>> begin STORED DATA
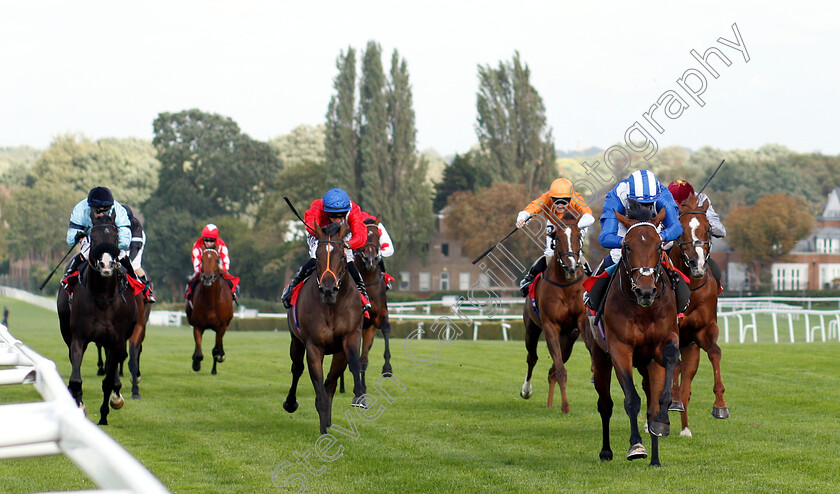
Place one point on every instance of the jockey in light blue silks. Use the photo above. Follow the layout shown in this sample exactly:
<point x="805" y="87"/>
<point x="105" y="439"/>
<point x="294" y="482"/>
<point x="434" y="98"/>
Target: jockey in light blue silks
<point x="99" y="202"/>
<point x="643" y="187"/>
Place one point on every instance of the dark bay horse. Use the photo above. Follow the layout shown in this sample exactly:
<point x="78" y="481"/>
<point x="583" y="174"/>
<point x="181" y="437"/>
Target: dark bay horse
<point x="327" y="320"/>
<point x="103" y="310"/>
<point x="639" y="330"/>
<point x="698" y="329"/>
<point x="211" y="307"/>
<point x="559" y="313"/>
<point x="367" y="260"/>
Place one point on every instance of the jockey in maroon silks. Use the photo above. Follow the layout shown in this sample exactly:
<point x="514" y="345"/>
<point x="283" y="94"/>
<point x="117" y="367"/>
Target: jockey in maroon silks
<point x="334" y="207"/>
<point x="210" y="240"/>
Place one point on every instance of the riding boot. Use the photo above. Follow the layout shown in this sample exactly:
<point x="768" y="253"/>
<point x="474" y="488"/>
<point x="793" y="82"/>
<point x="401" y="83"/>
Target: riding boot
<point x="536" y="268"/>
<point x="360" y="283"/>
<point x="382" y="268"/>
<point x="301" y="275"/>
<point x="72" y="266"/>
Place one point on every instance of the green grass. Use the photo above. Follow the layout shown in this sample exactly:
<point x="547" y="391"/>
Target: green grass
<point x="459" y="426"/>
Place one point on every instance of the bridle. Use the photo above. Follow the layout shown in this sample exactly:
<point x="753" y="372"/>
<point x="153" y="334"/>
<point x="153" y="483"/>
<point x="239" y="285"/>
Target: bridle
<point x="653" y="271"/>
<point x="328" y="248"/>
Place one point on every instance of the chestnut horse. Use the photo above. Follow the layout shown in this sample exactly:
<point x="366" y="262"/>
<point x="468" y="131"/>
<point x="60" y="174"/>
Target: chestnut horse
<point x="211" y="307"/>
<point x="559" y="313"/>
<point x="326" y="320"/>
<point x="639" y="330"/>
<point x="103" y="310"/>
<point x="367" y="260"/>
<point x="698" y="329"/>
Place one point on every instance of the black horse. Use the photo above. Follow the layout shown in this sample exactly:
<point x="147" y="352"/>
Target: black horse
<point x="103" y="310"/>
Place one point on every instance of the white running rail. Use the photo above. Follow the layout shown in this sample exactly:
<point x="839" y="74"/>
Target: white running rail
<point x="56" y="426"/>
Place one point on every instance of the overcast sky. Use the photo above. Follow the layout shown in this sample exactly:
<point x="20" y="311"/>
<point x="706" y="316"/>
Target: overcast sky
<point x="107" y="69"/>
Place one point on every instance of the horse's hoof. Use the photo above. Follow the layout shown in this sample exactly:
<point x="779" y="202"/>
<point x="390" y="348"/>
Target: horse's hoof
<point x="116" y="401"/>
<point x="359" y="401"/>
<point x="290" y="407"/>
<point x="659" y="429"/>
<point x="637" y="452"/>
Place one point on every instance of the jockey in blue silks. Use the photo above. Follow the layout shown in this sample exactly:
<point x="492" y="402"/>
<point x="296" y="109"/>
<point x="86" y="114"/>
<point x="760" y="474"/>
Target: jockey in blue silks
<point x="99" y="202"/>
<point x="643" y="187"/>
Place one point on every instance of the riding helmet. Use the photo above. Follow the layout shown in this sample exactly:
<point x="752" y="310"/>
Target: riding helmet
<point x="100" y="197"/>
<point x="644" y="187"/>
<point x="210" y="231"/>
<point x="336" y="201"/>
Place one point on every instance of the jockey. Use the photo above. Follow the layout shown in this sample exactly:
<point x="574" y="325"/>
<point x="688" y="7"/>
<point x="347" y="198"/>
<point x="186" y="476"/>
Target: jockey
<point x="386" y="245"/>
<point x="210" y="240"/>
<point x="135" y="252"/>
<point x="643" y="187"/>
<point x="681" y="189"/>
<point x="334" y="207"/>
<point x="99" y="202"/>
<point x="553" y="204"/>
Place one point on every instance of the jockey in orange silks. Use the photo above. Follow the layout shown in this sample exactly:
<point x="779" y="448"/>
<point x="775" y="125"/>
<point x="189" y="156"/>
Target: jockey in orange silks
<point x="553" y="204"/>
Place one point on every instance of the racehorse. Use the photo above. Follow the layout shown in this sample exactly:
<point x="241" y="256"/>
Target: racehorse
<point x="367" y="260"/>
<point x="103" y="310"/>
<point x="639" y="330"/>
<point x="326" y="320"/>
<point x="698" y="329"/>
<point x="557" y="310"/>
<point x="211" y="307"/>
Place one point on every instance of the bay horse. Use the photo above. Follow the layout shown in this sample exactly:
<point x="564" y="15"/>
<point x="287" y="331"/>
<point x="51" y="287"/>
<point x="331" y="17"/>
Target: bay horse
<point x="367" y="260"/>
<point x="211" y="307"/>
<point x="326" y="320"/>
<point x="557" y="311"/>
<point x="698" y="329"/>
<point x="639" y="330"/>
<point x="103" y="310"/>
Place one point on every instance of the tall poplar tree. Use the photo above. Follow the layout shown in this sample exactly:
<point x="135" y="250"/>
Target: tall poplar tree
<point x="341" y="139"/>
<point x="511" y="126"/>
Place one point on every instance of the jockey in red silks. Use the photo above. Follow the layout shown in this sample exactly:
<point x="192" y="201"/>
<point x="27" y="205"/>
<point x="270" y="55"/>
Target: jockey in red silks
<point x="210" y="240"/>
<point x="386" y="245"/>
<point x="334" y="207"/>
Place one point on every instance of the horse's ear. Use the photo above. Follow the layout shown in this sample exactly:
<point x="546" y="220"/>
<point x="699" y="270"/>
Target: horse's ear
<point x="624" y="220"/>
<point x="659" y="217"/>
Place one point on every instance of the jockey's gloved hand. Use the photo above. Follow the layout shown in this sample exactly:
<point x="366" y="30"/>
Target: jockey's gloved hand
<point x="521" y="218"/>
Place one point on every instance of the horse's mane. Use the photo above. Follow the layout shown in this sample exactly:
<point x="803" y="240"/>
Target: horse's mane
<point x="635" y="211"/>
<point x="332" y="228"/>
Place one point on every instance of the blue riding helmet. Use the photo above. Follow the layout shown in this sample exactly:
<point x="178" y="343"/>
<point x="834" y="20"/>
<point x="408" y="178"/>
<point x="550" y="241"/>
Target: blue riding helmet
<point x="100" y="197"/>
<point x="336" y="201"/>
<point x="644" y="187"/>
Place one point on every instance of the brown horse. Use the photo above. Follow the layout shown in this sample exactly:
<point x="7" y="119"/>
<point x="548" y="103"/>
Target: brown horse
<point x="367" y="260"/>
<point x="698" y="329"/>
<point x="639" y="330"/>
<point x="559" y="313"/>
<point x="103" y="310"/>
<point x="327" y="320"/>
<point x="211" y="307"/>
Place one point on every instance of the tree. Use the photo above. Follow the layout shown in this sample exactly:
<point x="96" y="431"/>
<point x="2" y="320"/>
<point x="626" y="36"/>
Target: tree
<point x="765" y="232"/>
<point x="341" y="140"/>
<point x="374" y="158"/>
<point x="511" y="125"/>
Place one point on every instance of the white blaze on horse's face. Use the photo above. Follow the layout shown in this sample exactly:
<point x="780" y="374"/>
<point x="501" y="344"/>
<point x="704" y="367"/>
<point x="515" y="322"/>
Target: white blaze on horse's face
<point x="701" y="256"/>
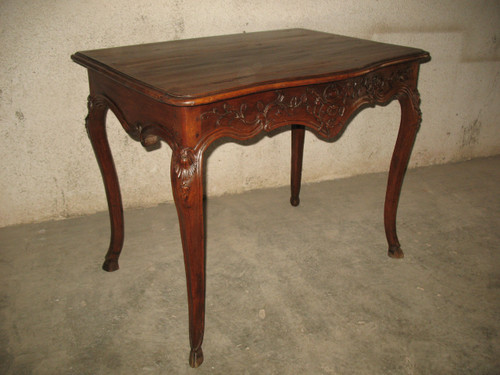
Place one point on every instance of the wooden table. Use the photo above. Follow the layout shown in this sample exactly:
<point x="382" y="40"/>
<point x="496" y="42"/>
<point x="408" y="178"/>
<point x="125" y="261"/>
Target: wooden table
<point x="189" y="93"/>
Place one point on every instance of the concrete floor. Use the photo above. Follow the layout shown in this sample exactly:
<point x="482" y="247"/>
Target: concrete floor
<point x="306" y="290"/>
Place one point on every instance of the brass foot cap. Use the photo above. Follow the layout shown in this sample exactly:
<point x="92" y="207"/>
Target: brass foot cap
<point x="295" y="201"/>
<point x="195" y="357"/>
>> end STORED DATA
▶ [REQUIREMENTS]:
Rescale the records from the line with "Place one point on every instance of the tree." through the end of the records, copying every line again with the requests and their sample points unchanged but each answer point coordinate multiplied by 1.55 and rounded to a whole number, halves up. Leave out the pictures.

▶ [COMPLETE ANSWER]:
Place one point on every instance of the tree. Use the photo above. Follow the layout shown in this sample exactly:
<point x="96" y="431"/>
<point x="2" y="320"/>
<point x="626" y="36"/>
Target: tree
<point x="1186" y="360"/>
<point x="529" y="217"/>
<point x="580" y="245"/>
<point x="792" y="194"/>
Place one point on every instance of the white blaze on horse's face. Use the photo above. Follow the layout shown in this sample exactly:
<point x="780" y="374"/>
<point x="501" y="344"/>
<point x="704" y="367"/>
<point x="515" y="322"/>
Target: white blaze on horse's face
<point x="1087" y="397"/>
Place one point on every instance of the wooden table. Use the photo above. Follow the layout shown in this sample exactly:
<point x="382" y="40"/>
<point x="496" y="42"/>
<point x="408" y="178"/>
<point x="125" y="261"/>
Target: wooden table
<point x="293" y="144"/>
Place one point on every instance of the concrete floor. Use the photo above. Follow the layout shown in this sample exactly:
<point x="482" y="247"/>
Target: concrete floor
<point x="474" y="450"/>
Place one point on every instance of the brass foot cap. Use the photo above. Follow the layout shown in this sample exactly:
<point x="92" y="207"/>
Target: brass foot cap
<point x="457" y="312"/>
<point x="302" y="553"/>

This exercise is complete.